PROBLEM DETAILS:
Repeat the entries below exactly as they appear, with no pictures.

[Dataset items]

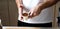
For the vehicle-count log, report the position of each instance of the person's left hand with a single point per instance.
(34, 12)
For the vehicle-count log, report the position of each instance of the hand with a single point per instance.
(34, 12)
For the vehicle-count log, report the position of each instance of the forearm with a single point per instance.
(46, 4)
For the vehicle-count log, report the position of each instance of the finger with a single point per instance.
(21, 18)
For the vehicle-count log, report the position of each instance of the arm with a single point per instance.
(41, 6)
(46, 4)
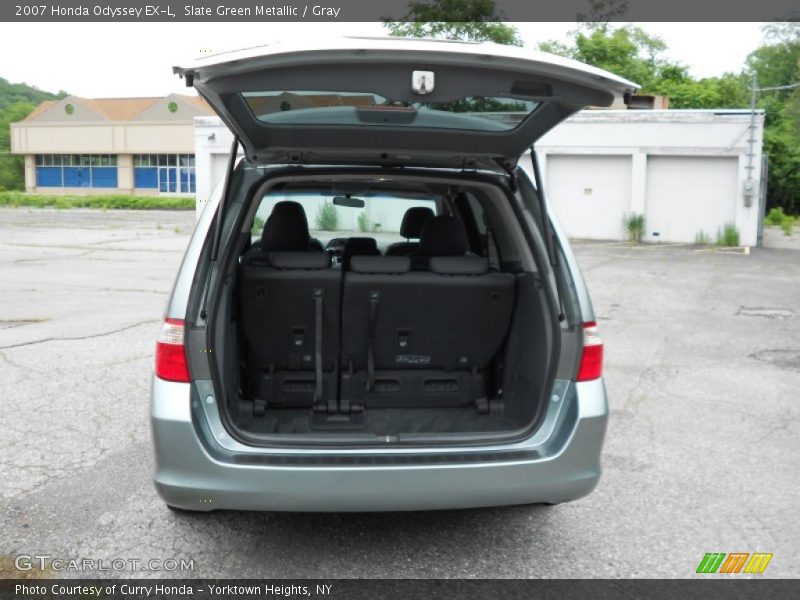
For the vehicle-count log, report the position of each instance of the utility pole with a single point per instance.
(749, 184)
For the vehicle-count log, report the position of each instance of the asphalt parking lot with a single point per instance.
(702, 369)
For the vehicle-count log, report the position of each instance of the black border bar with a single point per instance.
(708, 587)
(198, 11)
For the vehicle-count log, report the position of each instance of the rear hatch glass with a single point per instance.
(309, 107)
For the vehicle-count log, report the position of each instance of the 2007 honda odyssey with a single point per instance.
(378, 312)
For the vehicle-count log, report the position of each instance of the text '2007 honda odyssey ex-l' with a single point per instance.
(378, 312)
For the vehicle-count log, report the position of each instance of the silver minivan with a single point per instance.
(378, 312)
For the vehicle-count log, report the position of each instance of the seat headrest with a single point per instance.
(286, 229)
(443, 236)
(380, 264)
(459, 265)
(299, 260)
(414, 220)
(361, 244)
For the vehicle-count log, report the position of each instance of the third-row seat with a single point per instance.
(423, 338)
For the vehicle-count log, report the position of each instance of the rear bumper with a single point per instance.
(197, 472)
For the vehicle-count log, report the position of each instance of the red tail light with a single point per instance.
(592, 358)
(171, 353)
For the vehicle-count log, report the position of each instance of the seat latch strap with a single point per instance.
(374, 301)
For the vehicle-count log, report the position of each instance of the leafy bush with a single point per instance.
(702, 238)
(635, 226)
(327, 218)
(363, 222)
(775, 216)
(111, 201)
(728, 235)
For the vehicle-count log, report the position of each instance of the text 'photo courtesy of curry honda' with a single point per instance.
(377, 311)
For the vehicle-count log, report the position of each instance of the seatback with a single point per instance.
(278, 297)
(454, 317)
(443, 235)
(289, 305)
(411, 227)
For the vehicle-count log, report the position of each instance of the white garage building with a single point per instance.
(685, 170)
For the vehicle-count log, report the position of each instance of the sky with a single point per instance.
(103, 60)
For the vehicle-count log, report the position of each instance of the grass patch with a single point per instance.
(9, 571)
(775, 216)
(728, 235)
(109, 202)
(702, 238)
(634, 224)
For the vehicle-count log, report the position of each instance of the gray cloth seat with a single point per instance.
(289, 304)
(423, 338)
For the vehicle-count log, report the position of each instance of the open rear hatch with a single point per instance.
(385, 101)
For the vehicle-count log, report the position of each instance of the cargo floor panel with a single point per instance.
(384, 421)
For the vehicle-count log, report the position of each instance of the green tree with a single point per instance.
(632, 53)
(465, 20)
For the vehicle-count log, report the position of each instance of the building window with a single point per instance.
(76, 170)
(167, 173)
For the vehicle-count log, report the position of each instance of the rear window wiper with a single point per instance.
(547, 227)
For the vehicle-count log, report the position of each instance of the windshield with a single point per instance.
(379, 218)
(365, 108)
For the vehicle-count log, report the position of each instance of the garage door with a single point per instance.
(686, 195)
(590, 194)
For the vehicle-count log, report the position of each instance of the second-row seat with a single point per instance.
(421, 338)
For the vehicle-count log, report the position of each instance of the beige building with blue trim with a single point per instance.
(110, 145)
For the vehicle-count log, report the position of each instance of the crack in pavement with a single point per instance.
(79, 338)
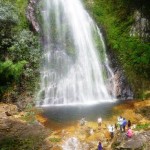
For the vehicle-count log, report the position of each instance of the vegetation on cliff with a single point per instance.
(133, 52)
(19, 51)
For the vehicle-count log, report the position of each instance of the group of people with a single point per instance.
(123, 123)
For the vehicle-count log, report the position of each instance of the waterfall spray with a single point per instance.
(75, 68)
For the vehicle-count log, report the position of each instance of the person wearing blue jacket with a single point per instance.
(124, 123)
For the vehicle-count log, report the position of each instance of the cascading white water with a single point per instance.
(75, 67)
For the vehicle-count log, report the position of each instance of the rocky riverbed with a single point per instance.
(39, 133)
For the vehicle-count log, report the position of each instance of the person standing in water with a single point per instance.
(99, 121)
(100, 146)
(129, 124)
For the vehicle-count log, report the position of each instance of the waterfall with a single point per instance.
(75, 68)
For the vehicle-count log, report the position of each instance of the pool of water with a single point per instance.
(74, 113)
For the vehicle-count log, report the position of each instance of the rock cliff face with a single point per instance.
(123, 89)
(31, 15)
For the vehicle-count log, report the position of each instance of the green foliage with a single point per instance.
(143, 126)
(55, 140)
(26, 47)
(19, 49)
(133, 52)
(10, 73)
(13, 143)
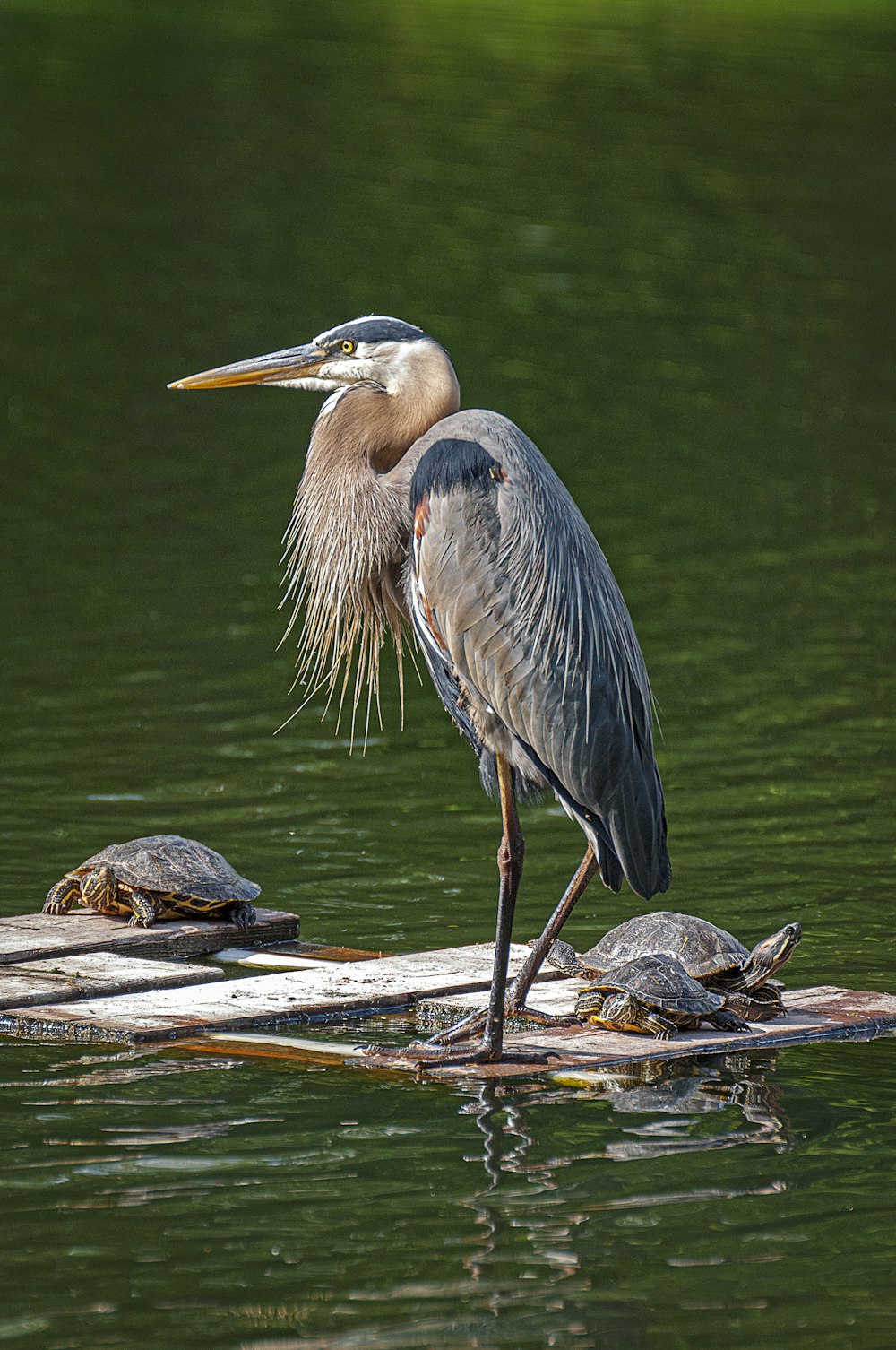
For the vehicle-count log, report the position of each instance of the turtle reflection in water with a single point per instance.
(655, 994)
(709, 955)
(155, 878)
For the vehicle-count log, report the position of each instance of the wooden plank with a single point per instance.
(295, 956)
(26, 937)
(93, 975)
(264, 1000)
(824, 1013)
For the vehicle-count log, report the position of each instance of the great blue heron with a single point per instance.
(410, 511)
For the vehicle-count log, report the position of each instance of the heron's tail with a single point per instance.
(636, 825)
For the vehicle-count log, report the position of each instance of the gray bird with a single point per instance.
(413, 512)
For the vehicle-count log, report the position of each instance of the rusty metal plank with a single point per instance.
(341, 990)
(26, 937)
(824, 1013)
(93, 975)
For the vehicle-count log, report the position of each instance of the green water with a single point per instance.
(661, 239)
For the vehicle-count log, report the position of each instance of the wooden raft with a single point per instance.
(823, 1013)
(93, 975)
(27, 937)
(263, 1000)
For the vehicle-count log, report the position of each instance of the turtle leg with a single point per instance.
(240, 913)
(143, 910)
(659, 1026)
(726, 1021)
(61, 896)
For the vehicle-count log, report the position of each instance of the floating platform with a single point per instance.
(341, 990)
(93, 975)
(26, 937)
(93, 979)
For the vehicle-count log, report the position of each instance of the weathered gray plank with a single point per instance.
(24, 937)
(264, 1000)
(824, 1013)
(93, 975)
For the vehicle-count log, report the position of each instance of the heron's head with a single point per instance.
(384, 352)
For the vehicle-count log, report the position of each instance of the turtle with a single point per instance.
(152, 878)
(656, 995)
(709, 953)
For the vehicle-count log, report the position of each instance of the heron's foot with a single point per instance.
(475, 1022)
(470, 1025)
(424, 1060)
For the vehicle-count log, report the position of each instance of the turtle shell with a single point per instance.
(173, 866)
(704, 950)
(660, 982)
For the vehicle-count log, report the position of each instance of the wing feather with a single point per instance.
(536, 640)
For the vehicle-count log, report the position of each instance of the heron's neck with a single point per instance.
(349, 531)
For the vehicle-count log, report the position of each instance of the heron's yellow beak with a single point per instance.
(290, 363)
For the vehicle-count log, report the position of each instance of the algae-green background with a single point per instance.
(659, 237)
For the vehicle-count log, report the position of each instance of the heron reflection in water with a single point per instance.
(410, 511)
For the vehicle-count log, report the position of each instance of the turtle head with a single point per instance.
(621, 1011)
(99, 887)
(617, 1008)
(773, 952)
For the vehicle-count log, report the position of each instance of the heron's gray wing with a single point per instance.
(512, 592)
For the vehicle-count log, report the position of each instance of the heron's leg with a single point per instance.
(509, 872)
(516, 1000)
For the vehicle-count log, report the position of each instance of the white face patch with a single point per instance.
(327, 408)
(314, 382)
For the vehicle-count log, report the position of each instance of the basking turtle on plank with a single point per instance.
(155, 878)
(656, 995)
(710, 955)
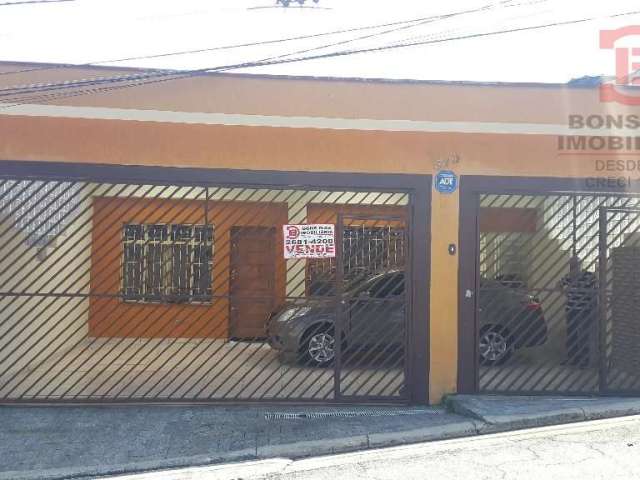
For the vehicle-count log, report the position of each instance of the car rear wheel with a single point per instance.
(494, 346)
(318, 346)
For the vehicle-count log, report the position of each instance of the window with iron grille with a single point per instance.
(167, 263)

SOLUTION TO THIS TASK:
For the vehicle-count log, report the position of each instance of the person's left hand with a single point per instance.
(34, 12)
For the vehicle-count log, report the position of each instance of the hand with a single point per instance.
(34, 12)
For the vehicle-count log, report the position of each instance of the forearm with a single point per instance.
(46, 4)
For the vehicle-count log, report the position of each instance of the finger with a single point per instance.
(21, 18)
For the vehicle-count log, report the position of each instance of the arm with a single point per instance.
(41, 6)
(46, 4)
For the vehicle-count log, report the position of each instance of the utility pole with a single point per instance.
(749, 184)
For the vehicle-count log, report the position of each instance of the asphalt parking lot with a single point per instance.
(702, 369)
For the vehicle-count log, report the position of each instance of the black border bar with a single point per instance.
(708, 587)
(198, 11)
For the vehicle-count log, report the position of each instance of the rear hatch glass with a single point per instance.
(309, 107)
For the vehicle-count log, report the position of each instance of the 2007 honda odyssey with a single point per instance.
(378, 312)
For the vehicle-count log, report the position of each instance of the text '2007 honda odyssey ex-l' with a single point per instance.
(378, 312)
For the vehicle-count log, report the position of each instance of the silver minivan with a single point per instance.
(378, 312)
For the vehicle-count log, report the position of each instance of the seat headrest with a single point per instance.
(286, 229)
(443, 236)
(380, 264)
(459, 265)
(299, 260)
(414, 220)
(361, 244)
For the vehicle-count log, report the position of each instance of the third-row seat with a single point per instance.
(423, 338)
For the vehicle-count log, report the position of each instance of the rear bumper with a single point per instance.
(197, 472)
For the vehicle-count log, report the position of each instance of the red tail light with a single point per instance.
(592, 358)
(171, 353)
For the vehicle-count log, report the position of each instance of the seat latch strap with a single point per instance.
(374, 301)
For the vehicle-count log, report the position of each instance of the leafy bush with a single point per instance.
(702, 238)
(635, 226)
(327, 218)
(363, 222)
(775, 216)
(111, 201)
(728, 235)
For the vehicle-count log, report the position of each instance of the text 'photo courtesy of curry honda' with a single point per instance.
(377, 311)
For the vehicle-count log, report the position of each instance of the seatback with a single point per instance.
(278, 297)
(454, 317)
(443, 235)
(289, 305)
(411, 227)
For the vehicle-count log, report the position of each instance of the white garage building with a single point per instance.
(685, 170)
For the vehicle-count log, report the position of each instance of the sky with a single point per instance.
(103, 60)
For the vehicle-count log, report the position of each instance of the grass patch with a single point per instance.
(9, 571)
(775, 216)
(728, 235)
(109, 202)
(702, 238)
(634, 224)
For the vehicle-count log, report the position of each instance of the gray cloth seat with a single point per instance.
(289, 304)
(423, 338)
For the vehicle-count log, report the position of each instance of the open rear hatch with a single point per instance.
(385, 101)
For the vehicle-count log, report the position of each instance of the cargo floor panel with a single point per instance.
(384, 421)
For the vehicle-count log, report the position of each instance of the green tree with a single point per instance.
(632, 53)
(465, 20)
For the vehicle-count log, report the position of each instance of the building window with a single point per instance.
(76, 170)
(167, 173)
For the vehicle-count log, report the position of each instance of the rear window wiper with a single point per instance.
(547, 227)
For the vehicle-count log, report the position of each instance of the windshield with a single point per instance.
(379, 218)
(365, 108)
For the vehicle-count log, report the position of each instance of the garage door with a single point per instance.
(686, 195)
(590, 194)
For the vehicle-count log, report the position of each instance of the second-row seat with a single point per instance.
(421, 338)
For the vehicle-count log, report the position of each instance of the beige building with blue trim with a single point per instance.
(110, 145)
For the vehicle-count log, report the position of each instance of the crack in pavement with a single point per instance.
(79, 338)
For the vehicle-count log, report the position of each instance of the vegetation on cliff with a single point per instance.
(133, 52)
(19, 51)
For the vehicle-count log, report the position of each instance of the group of people with a single point per instance.
(123, 123)
For the vehicle-count log, report the position of each instance of the waterfall spray with a single point per instance.
(75, 68)
For the vehicle-count log, report the position of each instance of the person wearing blue jacket with a single point per instance.
(124, 123)
For the vehicle-count log, report the position of each instance of the cascading white water with a single point per instance.
(75, 67)
For the vehicle-count log, report the position of each instance of the rocky riverbed with a single point per instance.
(39, 133)
For the vehicle-count log, report the position of each instance of the person standing in water with a single point per instance.
(99, 121)
(100, 146)
(129, 124)
For the vehicle-count log, report the position of each instance of the waterfall with a single point per instance.
(75, 68)
For the vehicle-count log, report the position of each instance of the pool of water with a single point per instance.
(74, 113)
For the vehicle-count log, report the position of each instance of the rock cliff face with a single point per instance.
(123, 89)
(31, 15)
For the vehicle-count log, report the position of each instance of the green foliage with a single point per instance.
(143, 126)
(55, 140)
(26, 47)
(19, 49)
(133, 52)
(10, 73)
(13, 143)
For the vehicle-count log, report the position of each instance of the turtle reflection in water with a single point per instance.
(655, 994)
(709, 955)
(155, 878)
For the vehicle-count log, report the position of each instance of the wooden plank with a single point per instance.
(295, 956)
(26, 937)
(93, 975)
(264, 1000)
(824, 1013)
For the vehicle-count log, report the position of each instance of the great blue heron with a single point per instance.
(410, 511)
For the vehicle-count log, report the position of each instance of the heron's tail with a single point per instance.
(636, 825)
For the vehicle-count log, report the position of each instance of the gray bird with a single point per instance.
(413, 512)
For the vehicle-count log, report the position of each instance of the rusty metal plank with a single point per instance.
(341, 990)
(26, 937)
(824, 1013)
(93, 975)
For the vehicle-count log, report the position of each instance of the green water with a single point per instance.
(661, 239)
For the vehicle-count log, report the position of each instance of the wooden raft with a single point per instance.
(823, 1013)
(93, 975)
(27, 937)
(263, 1000)
For the vehicle-count log, report the position of each instance of the turtle leg with a single point per instance.
(240, 913)
(143, 910)
(659, 1026)
(726, 1021)
(61, 896)
For the vehicle-count log, report the position of each instance of the floating platform with a single point per instance.
(341, 990)
(93, 975)
(26, 937)
(93, 979)
For the vehicle-count log, report the position of each instance of the weathered gray plank with a single point per instance.
(24, 937)
(264, 1000)
(824, 1013)
(93, 975)
For the vehicle-count log, report the position of each instance of the heron's head with a single point per instance.
(384, 352)
For the vehicle-count log, report the position of each instance of the turtle with a single point per instance.
(152, 878)
(656, 995)
(709, 953)
For the vehicle-count log, report the position of each instance of the heron's foot with a single point per instance.
(475, 1022)
(470, 1025)
(424, 1060)
For the vehicle-count log, report the position of each instance of the turtle shell with a single point per instance.
(173, 866)
(704, 950)
(660, 982)
For the vehicle-count log, report the position of each instance of the wing feather with a single point per instance.
(536, 640)
For the vehicle-count log, report the position of each instance of the heron's neck with a single point per instance.
(349, 531)
For the vehicle-count log, report the position of each instance of the heron's yellow beak with a single point per instance.
(290, 363)
For the vehicle-count log, report the position of each instance of the algae-green background with a single point per instance.
(659, 237)
For the vehicle-count log, report the position of each instance of the heron reflection in water with a single point per instance.
(410, 511)
For the vehicle-count log, report the position of each instance of the turtle head with a single point per instance.
(621, 1011)
(99, 887)
(617, 1008)
(773, 952)
For the vehicle-count log, report the position of each instance of the heron's gray wing with a single point per instance.
(512, 592)
For the vehicle-count log, report the position of each instance of the heron's leg with a single point per instance.
(509, 872)
(516, 1000)
For the vehicle-count log, report the position of each instance of the white face patch with a single point per instance.
(327, 408)
(314, 382)
For the vehicle-count log, report the position of each instance of the basking turtle on plank with a single point per instance.
(155, 878)
(656, 995)
(710, 955)
For the vehicle-count log, report the position of each instance of the car rear wheel with a single point per instance.
(494, 346)
(318, 346)
For the vehicle-count log, report the position of each instance of the window with iron grille with a single point per instance.
(167, 263)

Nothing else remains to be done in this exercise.